EXERCISE TASK A ->
Reproduce the records verbatim, starting at the line that contains "Within the video frame shown above, where has the stone building" and continuing through the end of the records, with both ends included.

Skip to content

SonicSim: A customizable simulation platform for speech processing in moving sound source scenarios

License

Notifications You must be signed in to change notification settings

JusperLee/SonicSim

Repository files navigation

Logo

Kai Li1, Wendi Sang1, Chang Zeng2, Runxuan Yang1, Guo Chen1, Xiaolin Hu1
1Tsinghua University, China
2National Institute of Informatics, Japan
Paper | Demo

访客统计 GitHub stars Static Badge

SonicSim: A customizable simulation platform for speech processing in moving sound source scenarios

We introduce SonicSim, a synthetic toolkit designed to generate highly customizable data for moving sound sources. SonicSim is developed based on the embodied AI simulation platform, Habitat-sim, supporting multi-level parameter adjustments, including scene-level, microphone-level, and source-level, thereby generating more diverse synthetic data. Leveraging SonicSim, we constructed a moving sound source benchmark dataset, SonicSet, using the LibriSpeech dataset, the Freesound Dataset 50k (FSD50K) and Free Music Archive (FMA), and 90 scenes from the Matterport3D to evaluate speech separation and enhancement models.

🔥 News

  • [2025-01-22] 🔥🔥🔥 We have released the SonicSet-v2. We have fixed a bug with json content in the dataset.

  • [2024-12-12] We have released a Docker image and updated SonicSim to a CUDA version, enabling faster data generation.

  • [2024-10-30] We have fixed the bugs for installing the environment and updated the training code for speech separation and enhancement models on the SonicSet dataset.

  • [2024-10-23] We have released the training code for speech separation and enhancement models on the SonicSet dataset.

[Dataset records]

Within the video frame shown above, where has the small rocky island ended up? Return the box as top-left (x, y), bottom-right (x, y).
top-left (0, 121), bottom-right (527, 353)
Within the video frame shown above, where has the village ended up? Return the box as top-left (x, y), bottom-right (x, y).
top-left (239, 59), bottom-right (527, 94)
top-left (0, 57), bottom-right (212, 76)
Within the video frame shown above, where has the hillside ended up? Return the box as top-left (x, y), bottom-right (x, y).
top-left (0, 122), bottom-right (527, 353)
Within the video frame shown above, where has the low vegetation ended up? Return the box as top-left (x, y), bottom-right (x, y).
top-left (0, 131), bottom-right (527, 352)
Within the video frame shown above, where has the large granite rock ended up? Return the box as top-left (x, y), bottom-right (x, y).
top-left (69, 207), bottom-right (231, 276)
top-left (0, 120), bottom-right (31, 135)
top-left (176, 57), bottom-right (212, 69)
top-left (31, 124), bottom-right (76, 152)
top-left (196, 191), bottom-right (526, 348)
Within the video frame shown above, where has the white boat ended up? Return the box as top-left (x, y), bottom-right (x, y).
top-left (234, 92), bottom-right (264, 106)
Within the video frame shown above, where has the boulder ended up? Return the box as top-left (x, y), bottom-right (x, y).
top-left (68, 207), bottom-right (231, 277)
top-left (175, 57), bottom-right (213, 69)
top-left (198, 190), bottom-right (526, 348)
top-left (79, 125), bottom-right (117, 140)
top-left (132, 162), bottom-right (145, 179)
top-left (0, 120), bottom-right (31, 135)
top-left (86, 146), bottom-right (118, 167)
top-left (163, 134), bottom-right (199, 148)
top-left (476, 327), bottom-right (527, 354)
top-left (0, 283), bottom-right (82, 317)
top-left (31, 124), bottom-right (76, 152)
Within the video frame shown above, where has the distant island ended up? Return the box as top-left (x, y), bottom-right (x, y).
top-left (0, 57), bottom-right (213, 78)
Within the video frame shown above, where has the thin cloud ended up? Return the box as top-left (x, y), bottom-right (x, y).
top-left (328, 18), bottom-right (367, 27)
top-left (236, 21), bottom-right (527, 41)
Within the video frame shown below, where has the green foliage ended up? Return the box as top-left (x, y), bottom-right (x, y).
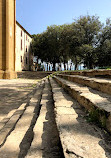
top-left (32, 15), bottom-right (111, 70)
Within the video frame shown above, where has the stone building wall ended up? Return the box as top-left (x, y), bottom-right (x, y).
top-left (15, 22), bottom-right (32, 71)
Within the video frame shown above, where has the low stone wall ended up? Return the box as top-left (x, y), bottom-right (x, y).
top-left (63, 70), bottom-right (111, 78)
top-left (17, 71), bottom-right (52, 79)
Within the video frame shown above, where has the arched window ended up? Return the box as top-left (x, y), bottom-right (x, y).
top-left (26, 46), bottom-right (27, 52)
top-left (21, 39), bottom-right (22, 50)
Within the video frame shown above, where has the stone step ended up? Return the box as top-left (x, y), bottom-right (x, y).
top-left (58, 74), bottom-right (111, 94)
top-left (25, 80), bottom-right (64, 158)
top-left (54, 77), bottom-right (111, 133)
top-left (0, 81), bottom-right (44, 158)
top-left (50, 77), bottom-right (111, 158)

EXERCISE TASK B ->
According to the SonicSim page, which embodied AI simulation platform is SonicSim developed on?

FULL ANSWER A ->
Within the video frame shown above, where has the stone building wall ended up? Return the box as top-left (x, y), bottom-right (x, y).
top-left (15, 22), bottom-right (32, 71)
Within the video frame shown above, where has the low stone wall ended up? Return the box as top-left (x, y), bottom-right (x, y).
top-left (63, 70), bottom-right (111, 78)
top-left (17, 71), bottom-right (52, 79)
Within the video frame shown above, where has the arched window ended up? Return the box as top-left (x, y), bottom-right (x, y).
top-left (26, 46), bottom-right (27, 52)
top-left (21, 39), bottom-right (22, 50)
Within the video frame shown above, where has the stone step ended up? Return the box as top-left (x, y), bottom-right (x, y).
top-left (58, 74), bottom-right (111, 94)
top-left (25, 80), bottom-right (64, 158)
top-left (54, 77), bottom-right (111, 133)
top-left (0, 81), bottom-right (44, 158)
top-left (50, 77), bottom-right (111, 158)

FULL ANSWER B ->
Habitat-sim